[WORK INSTRUCTION] Pictures aside, the output must consist of the lines from the one containing "Practice step: put one dot on the baby's face" through the end of the data, reproduced exactly.

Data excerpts
§
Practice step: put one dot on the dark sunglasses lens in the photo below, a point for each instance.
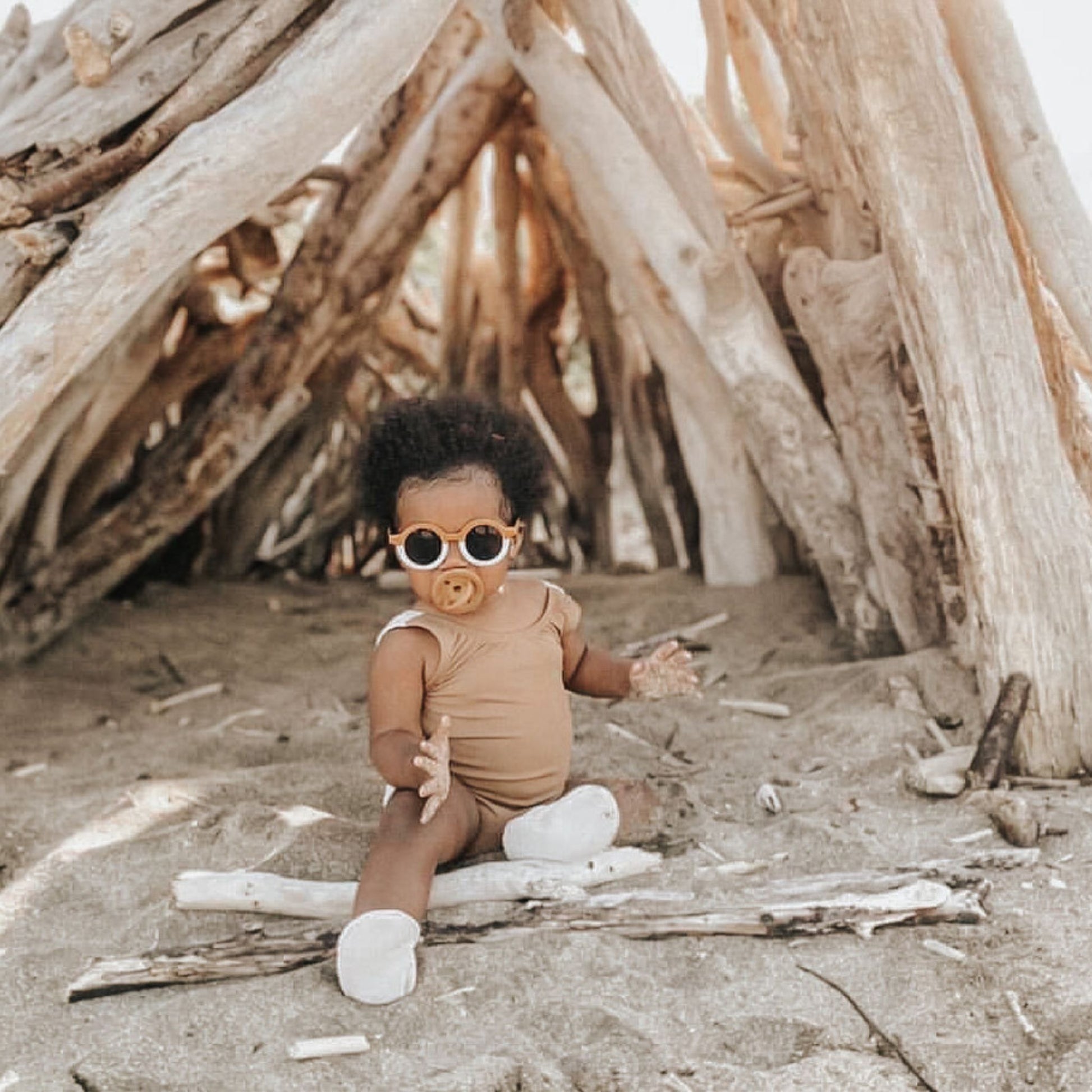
(423, 547)
(484, 543)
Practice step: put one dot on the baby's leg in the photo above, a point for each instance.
(376, 952)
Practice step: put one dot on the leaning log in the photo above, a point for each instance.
(1022, 522)
(698, 307)
(208, 453)
(265, 140)
(846, 313)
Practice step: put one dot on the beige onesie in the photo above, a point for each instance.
(511, 728)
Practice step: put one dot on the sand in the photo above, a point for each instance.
(103, 802)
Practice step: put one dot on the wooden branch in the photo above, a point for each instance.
(847, 315)
(241, 957)
(1025, 154)
(1016, 503)
(84, 117)
(750, 159)
(506, 218)
(493, 882)
(992, 755)
(185, 476)
(874, 1029)
(458, 260)
(238, 62)
(760, 79)
(621, 55)
(919, 902)
(304, 106)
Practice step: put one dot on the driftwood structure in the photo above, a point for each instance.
(841, 320)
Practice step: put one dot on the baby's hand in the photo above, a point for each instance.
(434, 758)
(662, 673)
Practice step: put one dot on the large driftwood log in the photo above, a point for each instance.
(847, 315)
(1022, 521)
(492, 882)
(919, 902)
(208, 453)
(1025, 154)
(695, 307)
(265, 140)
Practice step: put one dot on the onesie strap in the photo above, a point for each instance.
(403, 621)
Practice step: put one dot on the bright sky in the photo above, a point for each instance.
(1054, 33)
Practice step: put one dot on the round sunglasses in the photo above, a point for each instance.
(481, 543)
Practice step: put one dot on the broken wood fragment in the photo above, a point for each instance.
(992, 755)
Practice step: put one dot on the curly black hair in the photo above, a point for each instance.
(433, 438)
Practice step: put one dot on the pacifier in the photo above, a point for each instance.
(457, 591)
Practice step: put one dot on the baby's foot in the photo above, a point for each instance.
(581, 824)
(376, 959)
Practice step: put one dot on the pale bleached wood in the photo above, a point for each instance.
(506, 219)
(697, 307)
(1022, 522)
(746, 154)
(626, 63)
(492, 882)
(458, 260)
(264, 140)
(846, 313)
(84, 116)
(760, 79)
(735, 547)
(1024, 152)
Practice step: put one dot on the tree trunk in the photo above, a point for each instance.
(847, 315)
(696, 306)
(265, 139)
(1022, 524)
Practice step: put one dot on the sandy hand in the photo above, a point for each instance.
(663, 673)
(434, 758)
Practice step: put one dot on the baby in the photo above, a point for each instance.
(471, 727)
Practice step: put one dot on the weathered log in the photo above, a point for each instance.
(760, 79)
(506, 219)
(267, 139)
(241, 957)
(1021, 519)
(736, 141)
(695, 307)
(992, 755)
(846, 314)
(1027, 159)
(492, 882)
(615, 356)
(183, 476)
(86, 116)
(919, 902)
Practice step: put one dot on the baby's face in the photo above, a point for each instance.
(450, 505)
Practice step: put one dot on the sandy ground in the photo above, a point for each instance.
(103, 802)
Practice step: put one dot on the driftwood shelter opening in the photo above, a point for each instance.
(841, 319)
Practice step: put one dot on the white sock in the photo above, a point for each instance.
(376, 960)
(581, 824)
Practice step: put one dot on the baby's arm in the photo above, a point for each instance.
(399, 749)
(600, 674)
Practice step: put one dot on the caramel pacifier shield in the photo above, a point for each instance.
(458, 591)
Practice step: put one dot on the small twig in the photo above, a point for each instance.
(680, 634)
(874, 1028)
(176, 699)
(1026, 1026)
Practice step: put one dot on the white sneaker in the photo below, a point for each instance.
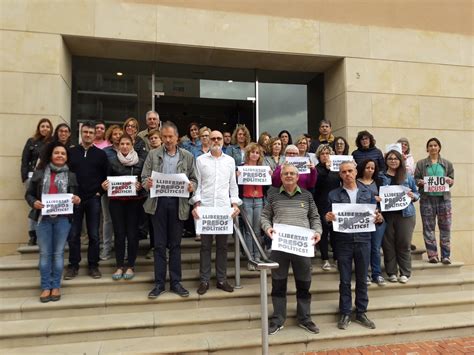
§
[TASK OUTPUT]
Practice step: put one dot on the baby's face in the photo above, a point for each instance.
(450, 505)
Practice step: put one dot on the sandy ground in the photo above, a point for each instance.
(103, 802)
Practice step: put one dot on the driftwood shelter opening in the photo above, a point for each instance.
(841, 319)
Practice step: put one dot on the white sock in the photo above, a point for each instance.
(376, 960)
(581, 824)
Practice step: put one dot on the baby's arm in the photo above, a point for each instance.
(399, 749)
(600, 674)
Practice step: put one dot on the caramel pacifier shield in the photo above, a point for each instance.
(458, 591)
Practice step: put one dot on the small twig in the photo above, a point for each instance.
(680, 634)
(874, 1028)
(176, 699)
(1026, 1026)
Practice step: put one dot on the white sneaker in the photo below, a point for each instance.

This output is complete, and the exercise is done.